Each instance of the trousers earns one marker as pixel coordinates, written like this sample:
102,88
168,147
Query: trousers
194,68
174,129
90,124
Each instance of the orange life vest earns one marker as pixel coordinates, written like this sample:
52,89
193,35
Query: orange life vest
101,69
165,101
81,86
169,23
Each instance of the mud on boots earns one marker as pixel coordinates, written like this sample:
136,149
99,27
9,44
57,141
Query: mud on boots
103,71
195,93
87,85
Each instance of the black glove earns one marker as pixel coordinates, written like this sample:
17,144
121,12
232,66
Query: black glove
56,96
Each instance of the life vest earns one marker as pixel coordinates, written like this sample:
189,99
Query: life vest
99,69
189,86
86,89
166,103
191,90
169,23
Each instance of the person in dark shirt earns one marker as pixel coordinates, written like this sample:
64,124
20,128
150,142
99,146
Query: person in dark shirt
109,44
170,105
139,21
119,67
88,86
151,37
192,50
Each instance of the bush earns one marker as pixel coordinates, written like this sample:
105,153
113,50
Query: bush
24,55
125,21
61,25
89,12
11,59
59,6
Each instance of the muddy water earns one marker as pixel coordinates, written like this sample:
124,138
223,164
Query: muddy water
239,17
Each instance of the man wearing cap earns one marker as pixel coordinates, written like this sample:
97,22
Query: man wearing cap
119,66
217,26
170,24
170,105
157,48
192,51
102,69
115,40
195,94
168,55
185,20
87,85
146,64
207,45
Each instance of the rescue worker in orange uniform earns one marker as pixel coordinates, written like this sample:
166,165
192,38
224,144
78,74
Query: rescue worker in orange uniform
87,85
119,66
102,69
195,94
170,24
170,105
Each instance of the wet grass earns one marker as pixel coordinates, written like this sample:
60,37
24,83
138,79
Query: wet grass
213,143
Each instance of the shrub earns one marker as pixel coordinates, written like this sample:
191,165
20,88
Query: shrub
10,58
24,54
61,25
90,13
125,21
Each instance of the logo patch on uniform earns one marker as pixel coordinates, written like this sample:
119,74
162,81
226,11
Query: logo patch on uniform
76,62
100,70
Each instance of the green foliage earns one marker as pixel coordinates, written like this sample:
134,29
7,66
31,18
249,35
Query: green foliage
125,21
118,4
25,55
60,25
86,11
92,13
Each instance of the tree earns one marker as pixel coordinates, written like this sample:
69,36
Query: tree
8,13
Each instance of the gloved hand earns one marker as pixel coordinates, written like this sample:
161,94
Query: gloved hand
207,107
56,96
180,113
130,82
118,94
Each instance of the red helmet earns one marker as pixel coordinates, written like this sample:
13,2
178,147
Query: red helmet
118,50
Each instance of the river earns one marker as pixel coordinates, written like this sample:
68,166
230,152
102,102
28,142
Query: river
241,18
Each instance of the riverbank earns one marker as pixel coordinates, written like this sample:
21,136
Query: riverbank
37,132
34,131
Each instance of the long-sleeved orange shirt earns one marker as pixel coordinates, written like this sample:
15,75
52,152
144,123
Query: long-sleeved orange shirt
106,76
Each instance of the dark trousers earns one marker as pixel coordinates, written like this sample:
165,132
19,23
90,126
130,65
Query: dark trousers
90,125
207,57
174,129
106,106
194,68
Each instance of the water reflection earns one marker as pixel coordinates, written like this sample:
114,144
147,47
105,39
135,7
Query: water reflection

=-=-=-=-=

● Exercise aim
Render every line of the rows above as a JSON list of strings, one string per line, omitting any blank lines.

● Answer
[
  "Each instance of the trousers earns one marker as pixel coordinates, written like this sample:",
  "102,88",
  "168,147",
  "Query: trousers",
  "194,68",
  "174,129",
  "90,124",
  "Each instance of the orange life vest earns one marker as pixel coordinates, written like this sample:",
  "52,89",
  "193,35",
  "Query: orange life vest",
  "101,69",
  "165,101",
  "81,86",
  "169,23",
  "Each instance of the mud on boots earns one marker as pixel coordinates, written like this sample:",
  "136,149",
  "99,27",
  "9,44",
  "57,141",
  "Query: mud on boots",
  "103,71",
  "195,93",
  "87,85",
  "Each instance of the black glove earns one marker as pixel coordinates, written like this sample:",
  "17,144",
  "121,12",
  "232,66",
  "Query: black glove",
  "56,96",
  "Each instance of the life vest earns one marker as pixel coordinates, written like this sample:",
  "189,99",
  "Query: life vest",
  "99,69",
  "189,86",
  "86,89",
  "166,103",
  "191,90",
  "169,23",
  "Each instance of the person in dark shirt earns one marker as pixel coordinates, written like this sample:",
  "64,124",
  "20,128",
  "150,142",
  "99,146",
  "Query: person in dark shirt",
  "109,44",
  "170,105",
  "139,21",
  "119,67",
  "88,86",
  "151,37",
  "192,50",
  "Each instance of the bush earns one marker as pixel coordinates, written like this sample:",
  "105,153",
  "113,50",
  "Query: bush",
  "24,55",
  "125,21",
  "61,25",
  "89,12",
  "11,59",
  "59,6",
  "Each instance of the muddy water earns one marker as pixel coordinates, written like this sample:",
  "124,138",
  "223,164",
  "Query: muddy water",
  "239,17",
  "Each instance of the man wearing cap earns one marker as pixel coordinates, written like this sample:",
  "97,22",
  "Query: man wearing cap",
  "119,66",
  "217,26",
  "170,24",
  "170,105",
  "157,48",
  "192,51",
  "102,69",
  "115,40",
  "195,94",
  "168,55",
  "185,20",
  "87,85",
  "146,64",
  "207,45",
  "Each instance of the rescue worker in orange uniform earns one marker as pixel coordinates, written like this sample:",
  "166,165",
  "192,38",
  "224,144",
  "78,74",
  "Query: rescue worker in orange uniform",
  "87,85",
  "119,66",
  "102,69",
  "195,94",
  "170,24",
  "170,105",
  "Each instance of the wet grass earns one marker as pixel coordinates, written like this sample:",
  "60,37",
  "24,83",
  "138,79",
  "Query: wet grass",
  "213,143",
  "Each instance of the shrub earns one marker as pixel coordinates, written like this sample:",
  "191,165",
  "20,88",
  "Query: shrub",
  "10,58",
  "24,54",
  "61,25",
  "90,13",
  "125,21",
  "Each instance of the logo patch on uniform earns one marker as pixel coordinates, written like this sample:",
  "119,74",
  "162,81",
  "226,11",
  "Query: logo patch on uniform",
  "76,62",
  "100,70",
  "Each instance of the green foliage earns one marker as pixel coordinates, written like this sample:",
  "134,29",
  "7,66",
  "31,18",
  "249,35",
  "Query: green foliage",
  "125,21",
  "118,4",
  "25,55",
  "60,25",
  "86,11",
  "92,13",
  "Each instance of the tree earns one marker as pixel coordinates, written like this sample:",
  "69,36",
  "Query: tree",
  "8,13",
  "Each instance of the gloved hand earns one marker as pixel coordinates, written like this sample:",
  "161,94",
  "Query: gloved hand",
  "207,107",
  "56,96",
  "180,113",
  "130,82",
  "118,94",
  "Each instance of the red helmet earns one marker as pixel coordinates, written like this sample:",
  "13,2",
  "178,147",
  "Query: red helmet",
  "118,50",
  "Each instance of the river earns one marker as pixel coordinates, written like this sample:",
  "68,166",
  "230,152",
  "102,102",
  "28,142",
  "Query: river",
  "241,18",
  "Each instance of the riverbank earns one marker as pixel coordinates, written like this sample:",
  "21,136",
  "Query: riverbank",
  "37,132",
  "34,131",
  "Each instance of the long-sleeved orange shirt earns one marker as pixel coordinates, written like this sample:",
  "15,75",
  "52,152",
  "144,123",
  "Query: long-sleeved orange shirt",
  "106,76",
  "Each instance of the dark trousers earns one marker as pixel coordinates, written like this sample:",
  "165,132",
  "19,23",
  "90,126",
  "130,65",
  "Query: dark trousers",
  "90,125",
  "207,57",
  "174,129",
  "106,106",
  "194,68",
  "Each instance of the water reflection earns one marker as pixel coordinates, written like this sample:",
  "114,144",
  "147,47",
  "105,39",
  "135,7",
  "Query: water reflection"
]